> [What to do]:
Display each row below that contains the string "green", copying each one in full. Case counts.

> [Extracted material]:

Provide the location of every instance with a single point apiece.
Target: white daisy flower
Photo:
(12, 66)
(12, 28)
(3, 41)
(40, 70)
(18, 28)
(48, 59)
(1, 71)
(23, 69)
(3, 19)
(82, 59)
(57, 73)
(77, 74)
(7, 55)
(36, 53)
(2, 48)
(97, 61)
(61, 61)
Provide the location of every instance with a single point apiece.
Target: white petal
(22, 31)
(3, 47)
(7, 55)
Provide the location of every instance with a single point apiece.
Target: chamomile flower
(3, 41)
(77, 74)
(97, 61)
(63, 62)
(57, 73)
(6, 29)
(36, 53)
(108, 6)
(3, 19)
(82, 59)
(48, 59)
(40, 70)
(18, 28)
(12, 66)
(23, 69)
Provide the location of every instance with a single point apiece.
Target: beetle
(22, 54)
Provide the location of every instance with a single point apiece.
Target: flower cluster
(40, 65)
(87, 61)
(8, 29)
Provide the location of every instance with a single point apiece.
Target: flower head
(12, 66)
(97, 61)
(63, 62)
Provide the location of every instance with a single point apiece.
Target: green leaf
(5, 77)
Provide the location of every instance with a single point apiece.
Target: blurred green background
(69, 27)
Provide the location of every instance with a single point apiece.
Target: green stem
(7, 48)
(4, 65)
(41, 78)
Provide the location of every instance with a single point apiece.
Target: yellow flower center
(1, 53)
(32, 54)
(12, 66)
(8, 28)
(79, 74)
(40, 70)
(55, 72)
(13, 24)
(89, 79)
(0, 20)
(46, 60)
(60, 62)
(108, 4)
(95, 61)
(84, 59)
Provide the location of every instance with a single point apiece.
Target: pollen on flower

---

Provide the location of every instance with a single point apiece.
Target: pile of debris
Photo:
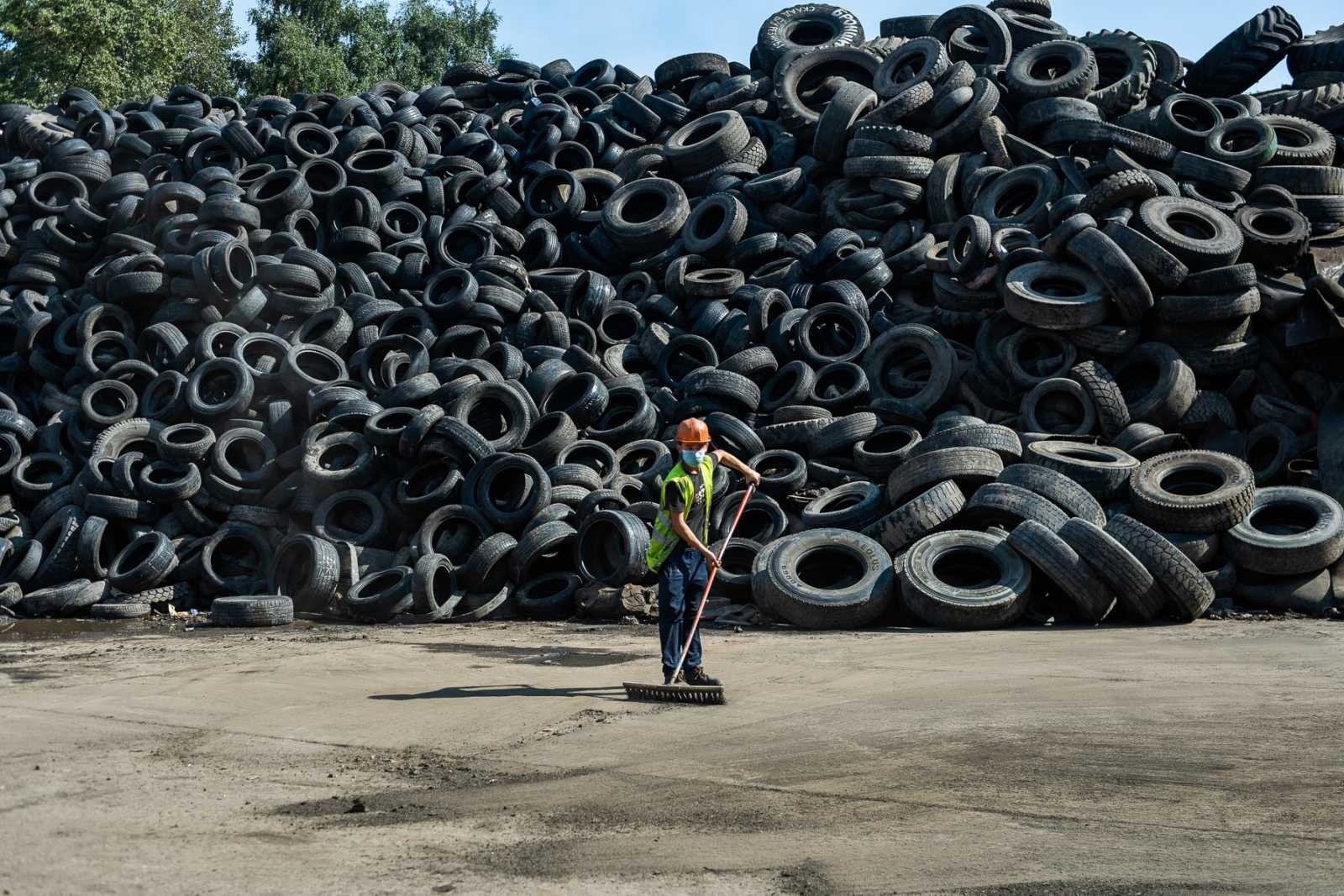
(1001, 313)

--

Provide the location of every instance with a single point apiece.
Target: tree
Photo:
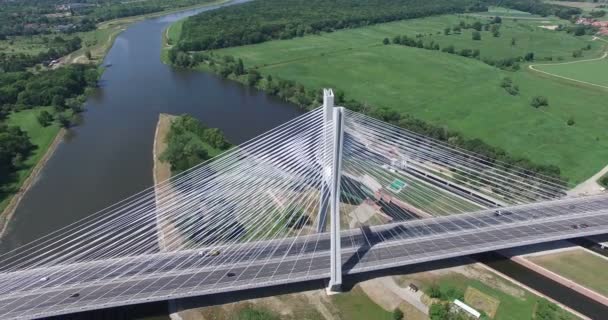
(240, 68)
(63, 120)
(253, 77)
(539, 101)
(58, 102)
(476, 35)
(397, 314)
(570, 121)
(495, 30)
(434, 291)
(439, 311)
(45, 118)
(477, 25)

> [Answer below]:
Target: green leaf
Target: blurred green background
Target: green stem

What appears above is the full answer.